TEXTO FORNECIDO
※ ※ ※

Novidade que Permanece Novidade: Artigo de Micheliny Verunschk

Novidade que permanece novidade – Parte 2


Por Micheliny Verunschk


O cotidiano sagrado da poética de Wilson Nanini



Conheci a poesia de Wilson Nanini nesse atropelado 2008. E posso dizer, sem sombra de dúvida, foi uma das melhores surpresas do ano. Talvez você não o conheça, pois como ele mesmo se intitula é “um poeta em fase de berçário”. Entretanto, quem já nasce assim, escrevendo como mestre, não precisa de adjetivos que o qualifiquem.



Sua poética oscila entre a delicadeza e a crueza. E ele maneja a palavra como Manolete toureava. Manolete (1917-1947) é aquele toureiro espanhol convertido em lenda, ao qual o poeta João Cabral, no poema Alguns Toureiros, transformou em metáfora para poetas precisos, elegantes e certeiros. E assim é que Nanini, brinca/luta com a palavra, conquista-a, desmembra-a, torce e retorce cada vocábulo como que para alcançar um céu inatingível. Tem a mão contida, não “poetiza o poema”. E para não fugir da tauromaquia, cabe ilustrar essa passagem com seu poema Boi:



I

Apenas a metafísica

de nossos mitos

explica-nos



– enquanto o boi ergue a cauda

e produz matéria



II

Solene,

com mãos transfiguradas,

afago na

(dele) face minha hoje

escassa identidade.

※ ※ ※

DADOS DO CONJUNTO
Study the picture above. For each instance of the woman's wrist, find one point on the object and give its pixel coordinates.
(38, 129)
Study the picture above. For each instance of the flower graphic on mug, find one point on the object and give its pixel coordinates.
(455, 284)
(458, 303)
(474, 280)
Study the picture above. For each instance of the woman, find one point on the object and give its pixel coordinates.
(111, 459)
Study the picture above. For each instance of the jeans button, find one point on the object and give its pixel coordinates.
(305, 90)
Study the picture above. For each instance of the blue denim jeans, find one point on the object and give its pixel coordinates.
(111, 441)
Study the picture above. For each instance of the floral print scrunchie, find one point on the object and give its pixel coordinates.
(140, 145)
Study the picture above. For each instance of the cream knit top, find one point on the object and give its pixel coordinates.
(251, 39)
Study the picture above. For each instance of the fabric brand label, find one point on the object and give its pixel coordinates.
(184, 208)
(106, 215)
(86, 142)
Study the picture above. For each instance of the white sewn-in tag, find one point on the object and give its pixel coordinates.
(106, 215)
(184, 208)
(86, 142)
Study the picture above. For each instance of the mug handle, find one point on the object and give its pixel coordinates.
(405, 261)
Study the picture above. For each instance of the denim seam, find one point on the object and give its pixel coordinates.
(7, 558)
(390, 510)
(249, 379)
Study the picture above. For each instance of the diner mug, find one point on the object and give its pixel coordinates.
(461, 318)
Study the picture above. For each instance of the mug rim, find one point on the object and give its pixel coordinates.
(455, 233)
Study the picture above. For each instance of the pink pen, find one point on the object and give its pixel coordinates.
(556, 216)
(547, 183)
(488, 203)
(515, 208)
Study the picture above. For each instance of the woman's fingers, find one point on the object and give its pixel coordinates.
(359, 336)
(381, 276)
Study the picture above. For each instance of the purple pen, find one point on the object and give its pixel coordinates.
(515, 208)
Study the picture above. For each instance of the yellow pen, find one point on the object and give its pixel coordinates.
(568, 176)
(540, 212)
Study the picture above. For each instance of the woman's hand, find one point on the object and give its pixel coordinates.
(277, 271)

※ ※ ※

INSTRUÇÕES E REQUISITOS
Relacione todas as pessoas citadas nominalmente no artigo sobre a poética de Wilson Nanini. Os dados provêm de uma fonte distinta.

RESULTADO DO EXERCÍCIO
- Micheliny Verunschk
- Wilson Nanini
- Manolete
- João Cabral